** Document text **
((

Merge tag 'for-4.12/dm-changes' of git://git.kernel.org/pub/scm/linux/kernel/git/device-mapper/linux-dm

Pull device mapper updates from Mike Snitzer:

 - A major update for DM cache that reduces the latency for deciding
   whether blocks should migrate to/from the cache. The bio-prison-v2
   interface supports this improvement by enabling direct dispatch of
   work to workqueues rather than having to delay the actual work
   dispatch to the DM cache core. So the dm-cache policies are much more
   nimble by being able to drive IO as they see fit. One immediate
   benefit from the improved latency is a cache that should be much more
   adaptive to changing workloads.

 - Add a new DM integrity target that emulates a block device that has
   additional per-sector tags that can be used for storing integrity
   information.

))

** Tasks to perform **
[a] Quote the device mapper commit message word for word, beginning at the words "- A major update" and stopping after "information.".
[b] Extend the device mapper commit message past its final line, keeping its style and format.

** Entries shown **
((

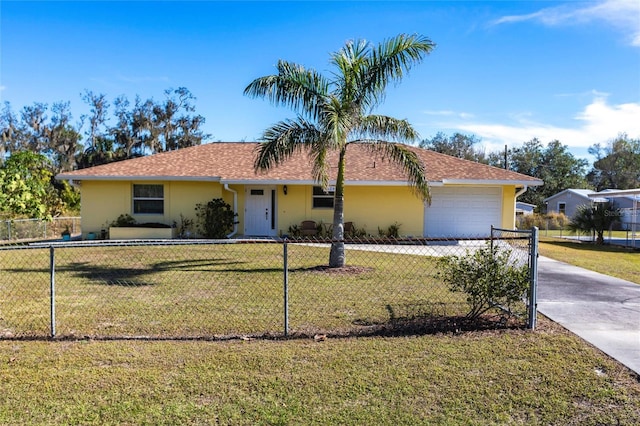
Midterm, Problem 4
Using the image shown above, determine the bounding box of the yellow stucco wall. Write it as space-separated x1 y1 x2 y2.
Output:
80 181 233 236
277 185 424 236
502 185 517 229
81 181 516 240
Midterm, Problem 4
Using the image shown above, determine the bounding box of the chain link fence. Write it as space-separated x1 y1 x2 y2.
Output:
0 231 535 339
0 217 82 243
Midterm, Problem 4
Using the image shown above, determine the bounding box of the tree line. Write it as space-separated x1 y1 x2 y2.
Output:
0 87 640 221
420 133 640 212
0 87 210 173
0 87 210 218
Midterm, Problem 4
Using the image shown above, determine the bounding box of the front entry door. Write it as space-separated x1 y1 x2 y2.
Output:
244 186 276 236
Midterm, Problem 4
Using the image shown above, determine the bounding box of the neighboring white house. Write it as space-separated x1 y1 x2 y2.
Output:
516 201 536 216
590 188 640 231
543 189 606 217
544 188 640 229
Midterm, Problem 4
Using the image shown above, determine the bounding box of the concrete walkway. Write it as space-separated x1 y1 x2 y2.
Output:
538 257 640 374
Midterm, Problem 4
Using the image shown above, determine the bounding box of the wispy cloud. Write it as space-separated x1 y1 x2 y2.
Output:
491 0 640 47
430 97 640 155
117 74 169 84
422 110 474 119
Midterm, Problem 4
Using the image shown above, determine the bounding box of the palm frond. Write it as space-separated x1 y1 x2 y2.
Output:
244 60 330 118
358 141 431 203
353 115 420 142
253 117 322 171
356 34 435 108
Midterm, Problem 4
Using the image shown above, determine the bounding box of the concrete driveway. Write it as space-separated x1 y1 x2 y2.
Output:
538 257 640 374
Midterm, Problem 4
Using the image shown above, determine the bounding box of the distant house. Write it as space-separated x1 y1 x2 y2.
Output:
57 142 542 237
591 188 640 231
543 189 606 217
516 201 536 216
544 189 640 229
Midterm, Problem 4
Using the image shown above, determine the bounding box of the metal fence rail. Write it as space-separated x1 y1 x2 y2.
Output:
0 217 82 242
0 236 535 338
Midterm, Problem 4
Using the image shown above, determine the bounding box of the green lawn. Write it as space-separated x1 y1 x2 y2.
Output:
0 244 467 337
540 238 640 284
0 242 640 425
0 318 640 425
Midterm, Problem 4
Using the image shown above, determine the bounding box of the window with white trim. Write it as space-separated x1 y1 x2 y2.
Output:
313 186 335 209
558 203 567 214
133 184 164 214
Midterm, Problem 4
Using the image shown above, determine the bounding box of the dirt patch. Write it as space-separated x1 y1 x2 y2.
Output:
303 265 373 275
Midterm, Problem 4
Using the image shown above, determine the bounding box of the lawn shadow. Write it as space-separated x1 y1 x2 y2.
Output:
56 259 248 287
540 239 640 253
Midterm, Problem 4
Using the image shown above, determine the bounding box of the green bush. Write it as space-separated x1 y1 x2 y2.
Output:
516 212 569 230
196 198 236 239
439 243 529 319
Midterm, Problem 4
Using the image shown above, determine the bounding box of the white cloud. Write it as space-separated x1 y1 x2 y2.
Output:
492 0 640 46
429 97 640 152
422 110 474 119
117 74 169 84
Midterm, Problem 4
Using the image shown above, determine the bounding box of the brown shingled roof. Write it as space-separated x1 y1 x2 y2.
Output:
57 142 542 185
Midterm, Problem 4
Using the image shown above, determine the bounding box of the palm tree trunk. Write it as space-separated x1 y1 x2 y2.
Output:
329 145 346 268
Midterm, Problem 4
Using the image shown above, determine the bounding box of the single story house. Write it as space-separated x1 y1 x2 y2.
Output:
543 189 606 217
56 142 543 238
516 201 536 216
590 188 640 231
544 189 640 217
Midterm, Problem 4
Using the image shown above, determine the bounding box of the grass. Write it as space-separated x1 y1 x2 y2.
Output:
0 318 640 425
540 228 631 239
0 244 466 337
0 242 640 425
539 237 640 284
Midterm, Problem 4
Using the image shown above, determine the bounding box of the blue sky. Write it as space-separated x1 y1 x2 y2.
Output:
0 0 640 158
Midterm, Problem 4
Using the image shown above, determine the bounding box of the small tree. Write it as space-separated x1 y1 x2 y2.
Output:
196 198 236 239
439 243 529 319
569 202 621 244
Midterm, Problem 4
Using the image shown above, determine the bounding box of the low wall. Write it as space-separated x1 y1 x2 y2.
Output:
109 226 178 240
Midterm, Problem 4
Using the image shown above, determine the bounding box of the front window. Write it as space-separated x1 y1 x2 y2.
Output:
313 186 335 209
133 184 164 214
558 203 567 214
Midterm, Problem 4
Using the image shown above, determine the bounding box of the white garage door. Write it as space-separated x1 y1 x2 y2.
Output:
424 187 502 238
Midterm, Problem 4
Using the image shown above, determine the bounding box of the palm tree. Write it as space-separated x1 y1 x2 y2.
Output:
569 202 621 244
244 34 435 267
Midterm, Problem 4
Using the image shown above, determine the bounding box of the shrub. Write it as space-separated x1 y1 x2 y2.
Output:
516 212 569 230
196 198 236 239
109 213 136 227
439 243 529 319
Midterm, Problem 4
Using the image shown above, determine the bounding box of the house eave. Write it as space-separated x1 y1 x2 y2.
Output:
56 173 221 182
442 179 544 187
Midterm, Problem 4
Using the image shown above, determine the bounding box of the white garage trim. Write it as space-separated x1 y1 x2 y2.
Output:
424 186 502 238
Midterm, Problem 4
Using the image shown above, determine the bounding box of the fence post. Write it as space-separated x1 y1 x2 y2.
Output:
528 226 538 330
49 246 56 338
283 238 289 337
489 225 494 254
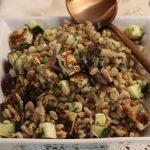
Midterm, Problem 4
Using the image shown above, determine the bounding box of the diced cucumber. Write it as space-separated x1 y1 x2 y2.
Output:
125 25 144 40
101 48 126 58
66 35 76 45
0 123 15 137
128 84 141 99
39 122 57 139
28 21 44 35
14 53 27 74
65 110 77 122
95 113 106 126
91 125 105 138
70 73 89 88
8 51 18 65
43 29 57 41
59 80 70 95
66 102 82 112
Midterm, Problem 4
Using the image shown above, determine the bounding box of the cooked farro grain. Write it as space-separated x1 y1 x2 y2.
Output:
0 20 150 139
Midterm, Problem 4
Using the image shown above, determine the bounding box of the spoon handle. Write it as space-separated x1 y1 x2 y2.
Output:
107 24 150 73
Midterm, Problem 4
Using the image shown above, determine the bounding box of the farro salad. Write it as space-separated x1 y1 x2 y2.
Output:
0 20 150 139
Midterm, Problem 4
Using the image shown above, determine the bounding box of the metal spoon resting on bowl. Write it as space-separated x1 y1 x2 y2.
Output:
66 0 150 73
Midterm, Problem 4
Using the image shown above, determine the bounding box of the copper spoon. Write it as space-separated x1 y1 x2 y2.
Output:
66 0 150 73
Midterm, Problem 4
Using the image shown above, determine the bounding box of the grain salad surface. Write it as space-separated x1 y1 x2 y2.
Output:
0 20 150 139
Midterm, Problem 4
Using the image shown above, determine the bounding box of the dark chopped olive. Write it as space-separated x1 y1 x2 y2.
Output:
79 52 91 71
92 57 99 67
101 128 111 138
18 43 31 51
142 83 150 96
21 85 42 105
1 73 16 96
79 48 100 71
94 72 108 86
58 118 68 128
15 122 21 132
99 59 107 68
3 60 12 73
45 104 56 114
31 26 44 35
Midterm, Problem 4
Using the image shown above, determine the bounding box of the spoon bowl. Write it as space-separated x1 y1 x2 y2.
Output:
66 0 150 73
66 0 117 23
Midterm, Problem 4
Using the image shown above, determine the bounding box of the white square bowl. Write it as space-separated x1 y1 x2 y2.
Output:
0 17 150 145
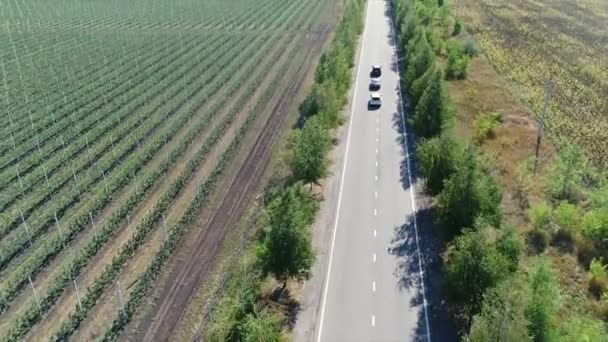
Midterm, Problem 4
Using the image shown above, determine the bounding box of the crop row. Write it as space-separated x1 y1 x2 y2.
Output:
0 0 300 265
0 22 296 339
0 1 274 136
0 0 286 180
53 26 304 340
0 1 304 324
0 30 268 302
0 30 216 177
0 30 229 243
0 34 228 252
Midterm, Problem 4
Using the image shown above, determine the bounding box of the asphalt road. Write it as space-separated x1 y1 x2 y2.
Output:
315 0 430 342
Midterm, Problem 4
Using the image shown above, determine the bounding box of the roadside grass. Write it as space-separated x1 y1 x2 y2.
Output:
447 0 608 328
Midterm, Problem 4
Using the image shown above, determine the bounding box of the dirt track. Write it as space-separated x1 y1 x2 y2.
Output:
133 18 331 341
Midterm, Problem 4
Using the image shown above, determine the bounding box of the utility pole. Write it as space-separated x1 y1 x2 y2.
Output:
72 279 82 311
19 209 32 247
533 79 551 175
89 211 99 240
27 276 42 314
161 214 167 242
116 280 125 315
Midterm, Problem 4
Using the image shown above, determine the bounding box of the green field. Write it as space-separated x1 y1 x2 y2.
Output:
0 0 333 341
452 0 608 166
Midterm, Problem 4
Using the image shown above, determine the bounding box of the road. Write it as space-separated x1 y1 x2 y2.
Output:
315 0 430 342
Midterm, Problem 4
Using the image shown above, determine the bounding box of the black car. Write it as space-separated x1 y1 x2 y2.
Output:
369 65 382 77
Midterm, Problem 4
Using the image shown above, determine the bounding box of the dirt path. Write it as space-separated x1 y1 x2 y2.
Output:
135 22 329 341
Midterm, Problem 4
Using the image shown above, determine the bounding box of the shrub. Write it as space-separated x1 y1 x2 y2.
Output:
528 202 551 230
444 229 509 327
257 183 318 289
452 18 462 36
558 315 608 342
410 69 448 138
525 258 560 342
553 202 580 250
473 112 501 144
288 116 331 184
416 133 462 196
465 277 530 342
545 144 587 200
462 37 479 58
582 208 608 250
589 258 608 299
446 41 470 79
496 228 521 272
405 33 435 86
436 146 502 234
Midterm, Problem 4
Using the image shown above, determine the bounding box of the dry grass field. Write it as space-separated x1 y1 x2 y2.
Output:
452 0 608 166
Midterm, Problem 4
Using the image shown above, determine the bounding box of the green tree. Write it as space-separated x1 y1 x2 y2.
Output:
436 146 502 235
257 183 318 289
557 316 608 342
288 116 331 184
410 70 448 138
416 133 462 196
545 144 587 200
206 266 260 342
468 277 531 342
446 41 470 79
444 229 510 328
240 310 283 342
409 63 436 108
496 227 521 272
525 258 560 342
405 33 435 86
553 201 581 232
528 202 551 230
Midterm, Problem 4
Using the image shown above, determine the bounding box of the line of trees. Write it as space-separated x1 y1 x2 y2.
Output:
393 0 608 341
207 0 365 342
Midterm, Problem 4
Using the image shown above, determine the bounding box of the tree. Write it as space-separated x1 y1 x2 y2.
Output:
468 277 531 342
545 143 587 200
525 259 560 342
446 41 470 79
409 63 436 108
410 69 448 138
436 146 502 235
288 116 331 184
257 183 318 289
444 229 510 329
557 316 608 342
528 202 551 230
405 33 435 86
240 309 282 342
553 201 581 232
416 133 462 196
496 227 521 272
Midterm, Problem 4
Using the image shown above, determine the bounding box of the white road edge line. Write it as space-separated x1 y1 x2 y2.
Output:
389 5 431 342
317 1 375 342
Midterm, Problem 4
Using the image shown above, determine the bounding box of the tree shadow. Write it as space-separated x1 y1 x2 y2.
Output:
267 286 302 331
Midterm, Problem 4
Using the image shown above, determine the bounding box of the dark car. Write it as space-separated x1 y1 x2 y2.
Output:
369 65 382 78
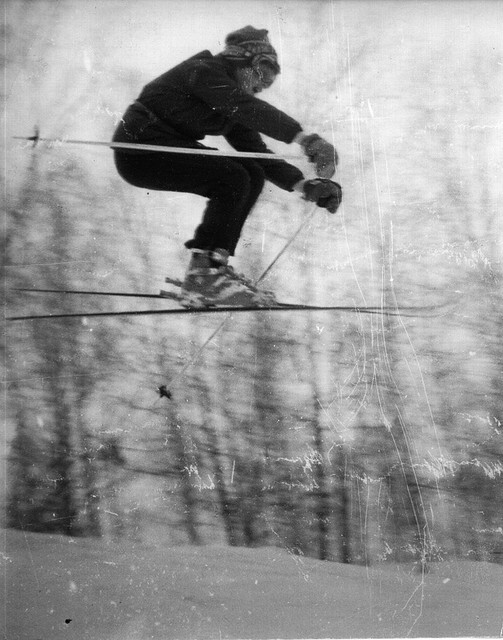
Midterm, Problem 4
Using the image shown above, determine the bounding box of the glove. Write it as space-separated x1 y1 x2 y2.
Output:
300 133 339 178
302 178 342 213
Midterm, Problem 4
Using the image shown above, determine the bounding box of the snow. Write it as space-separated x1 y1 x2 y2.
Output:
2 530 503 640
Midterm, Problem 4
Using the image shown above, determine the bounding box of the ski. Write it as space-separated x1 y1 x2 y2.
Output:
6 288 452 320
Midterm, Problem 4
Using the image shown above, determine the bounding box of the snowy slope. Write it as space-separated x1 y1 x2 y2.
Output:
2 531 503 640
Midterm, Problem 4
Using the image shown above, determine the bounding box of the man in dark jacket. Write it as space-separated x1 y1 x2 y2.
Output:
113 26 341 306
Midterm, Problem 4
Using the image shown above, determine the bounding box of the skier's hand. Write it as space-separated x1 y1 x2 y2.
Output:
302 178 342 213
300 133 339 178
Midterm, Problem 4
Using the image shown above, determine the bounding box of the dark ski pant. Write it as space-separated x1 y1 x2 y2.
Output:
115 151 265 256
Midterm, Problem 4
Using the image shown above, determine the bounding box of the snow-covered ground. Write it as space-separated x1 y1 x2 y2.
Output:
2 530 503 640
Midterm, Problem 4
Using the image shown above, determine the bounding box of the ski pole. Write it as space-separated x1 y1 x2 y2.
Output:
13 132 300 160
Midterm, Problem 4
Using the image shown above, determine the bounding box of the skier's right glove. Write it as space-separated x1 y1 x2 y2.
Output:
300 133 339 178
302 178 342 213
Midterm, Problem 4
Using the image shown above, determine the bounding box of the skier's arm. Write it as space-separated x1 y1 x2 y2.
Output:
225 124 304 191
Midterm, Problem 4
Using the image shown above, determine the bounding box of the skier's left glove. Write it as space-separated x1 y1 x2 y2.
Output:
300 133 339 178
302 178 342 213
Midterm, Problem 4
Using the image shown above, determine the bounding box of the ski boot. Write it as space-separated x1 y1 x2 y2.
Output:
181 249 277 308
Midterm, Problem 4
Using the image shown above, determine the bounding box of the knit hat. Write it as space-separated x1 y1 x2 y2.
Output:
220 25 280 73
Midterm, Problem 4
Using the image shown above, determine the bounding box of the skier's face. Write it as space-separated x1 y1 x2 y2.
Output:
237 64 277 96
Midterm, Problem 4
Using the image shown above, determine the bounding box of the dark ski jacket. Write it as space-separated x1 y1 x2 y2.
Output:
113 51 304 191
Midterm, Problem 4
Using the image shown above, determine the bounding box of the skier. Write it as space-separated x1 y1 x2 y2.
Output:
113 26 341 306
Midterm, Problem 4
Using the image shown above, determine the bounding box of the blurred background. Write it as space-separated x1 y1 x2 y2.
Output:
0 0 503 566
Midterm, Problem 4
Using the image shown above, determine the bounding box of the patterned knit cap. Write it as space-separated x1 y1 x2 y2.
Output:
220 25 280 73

))

** Exercise responses **
[a]
- A major update for DM cache that reduces the latency for deciding
   whether blocks should migrate to/from the cache. The bio-prison-v2
   interface supports this improvement by enabling direct dispatch of
   work to workqueues rather than having to delay the actual work
   dispatch to the DM cache core. So the dm-cache policies are much more
   nimble by being able to drive IO as they see fit. One immediate
   benefit from the improved latency is a cache that should be much more
   adaptive to changing workloads.

 - Add a new DM integrity target that emulates a block device that has
   additional per-sector tags that can be used for storing integrity
   information.

[b]
 - Add a new authenticated encryption feature to the DM crypt target
   that builds on the capabilities provided by the DM integrity target.

 - Add MD interface for switching the raid4/5/6 journal mode and update
   the DM raid target to use it to enable aid4/5/6 journal write-back
   support.

 - Switch the DM verity target over to using the asynchronous hash
   crypto API (this helps work better with architectures that have
   access to off-CPU algorithm providers, which should reduce CPU
   utilization).

 - Various request-based DM and DM multipath fixes and improvements from
   Bart and Christoph.

 - A DM thinp target fix for a bio structure leak that occurs for each
   discard IFF discard passdown is enabled.

 - A fix for a possible deadlock in DM bufio and a fix to re-check the
   new buffer allocation watermark in the face of competing admin
   changes to the 'max_cache_size_bytes' tunable.

 - A couple DM core cleanups.

* tag 'for-4.12/dm-changes' of git://git.kernel.org/pub/scm/linux/kernel/git/device-mapper/linux-dm: (50 commits)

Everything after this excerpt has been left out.